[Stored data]
· · · · · · ·

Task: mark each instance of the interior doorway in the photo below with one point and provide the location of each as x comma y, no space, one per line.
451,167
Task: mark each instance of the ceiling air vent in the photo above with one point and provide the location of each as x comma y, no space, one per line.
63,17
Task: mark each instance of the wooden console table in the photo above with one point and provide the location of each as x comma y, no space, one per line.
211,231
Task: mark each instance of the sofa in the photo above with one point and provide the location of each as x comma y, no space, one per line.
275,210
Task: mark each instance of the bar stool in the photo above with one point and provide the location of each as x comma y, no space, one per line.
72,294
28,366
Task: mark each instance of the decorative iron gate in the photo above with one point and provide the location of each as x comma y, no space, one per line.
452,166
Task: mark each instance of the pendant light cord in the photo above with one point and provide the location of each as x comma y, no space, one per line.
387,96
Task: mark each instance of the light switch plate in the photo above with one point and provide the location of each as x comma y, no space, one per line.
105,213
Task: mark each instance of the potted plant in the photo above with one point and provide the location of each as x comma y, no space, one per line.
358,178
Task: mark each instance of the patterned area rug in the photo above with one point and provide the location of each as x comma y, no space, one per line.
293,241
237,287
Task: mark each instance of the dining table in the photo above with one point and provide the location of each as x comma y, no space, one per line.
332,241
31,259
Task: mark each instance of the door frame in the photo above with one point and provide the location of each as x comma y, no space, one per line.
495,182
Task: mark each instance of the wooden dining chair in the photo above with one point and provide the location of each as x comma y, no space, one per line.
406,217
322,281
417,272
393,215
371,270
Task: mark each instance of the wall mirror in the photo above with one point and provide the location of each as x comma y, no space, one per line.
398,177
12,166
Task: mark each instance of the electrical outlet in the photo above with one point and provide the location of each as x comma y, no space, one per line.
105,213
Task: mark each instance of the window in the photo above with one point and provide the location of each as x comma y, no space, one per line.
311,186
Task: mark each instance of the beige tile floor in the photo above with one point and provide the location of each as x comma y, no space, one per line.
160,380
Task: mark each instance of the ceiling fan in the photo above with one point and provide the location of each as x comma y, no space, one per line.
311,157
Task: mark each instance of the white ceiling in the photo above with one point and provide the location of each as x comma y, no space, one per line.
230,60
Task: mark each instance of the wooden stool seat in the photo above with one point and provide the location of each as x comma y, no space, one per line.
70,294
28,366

· · · · · · ·

- **WORK ITEM**
Type the entries out again so that they match exactly.

- **REPLY TO THE TASK**
Task: mark each instance of the interior doorway in the photo below with one point and provide the location of each as x comma y, no space, one per line.
451,167
Task: mark each instance of the ceiling air vent in the photo above with one point and provide the location of each as x comma y, no space, one per line.
63,17
Task: mark each instance of the wooden console table in the photo above with one point and provide the location of each as x comma y, no space, one per line.
211,231
Task: mark each instance of the sofa in the photo above with one point and provide the location of each as x comma y, no space, one per line.
275,210
Task: mark each instance of the bar stool in the photo above with one point and provide the location of each as x comma y, no space, one per line.
72,294
28,366
Task: mark each instance of the decorative iron gate in the photo above with one point and provide the location of each as x comma y, no space, one per line.
452,166
Task: mark each instance of the pendant light cord in the photo above with one point and provide the location of each as x comma y, no space, one per line.
387,96
Task: mark each instance of the light switch plate in the photo above with one point and provide the location of each as x comma y, no space, one per line.
105,213
Task: mark each instance of the potted plant in the photo above with one point and provide the location of each as x comma y, no space, one per line.
358,178
Task: mark each instance of the patterned area rug in the photo above with one point and provide the location of each as x comma y, no space, one per line.
293,241
237,287
Task: mark each instance of the dining table in the photo above with one point and provide the location of each as x comma y, no space, one per line.
332,241
31,259
Task: mark each instance of the door frame in the photo above with one point and provide the location of each as x comma y, no space, one per line.
495,182
Task: mark each instance of the wooden dining chair in the photo above with one point and provide the location of each as x comma y, no space, one per line.
406,217
322,281
417,272
393,215
371,270
Task: mark each instance of the wall mirror in the photo above with one point and provide the location of each as x comma y, no space, one per line.
398,177
12,166
Task: mark each instance of the electrical outlet in the photo above with one point and provide the location of each as x comma y, no space, one per line.
105,213
Task: mark each instance of the window in the photo above with one point and provide the location of each as x comma y, no space, one per line.
311,186
Task: mark each instance of the beige tile floor in the photo above with one point and provide the location of each as x comma y, no space, one per line.
160,380
Task: mark each instance of the ceiling fan in the photo above with one point and provide the location of each as x comma y, no space, one per line.
311,157
Task: mark each instance of the white ceiling in the photo above with one point and provide the location of each as x comma y, no space, one per line.
230,60
Task: mark each instance of the wooden stool seat in the photo above with one point and provide the location of each as x comma y, no space, one per line.
70,294
28,366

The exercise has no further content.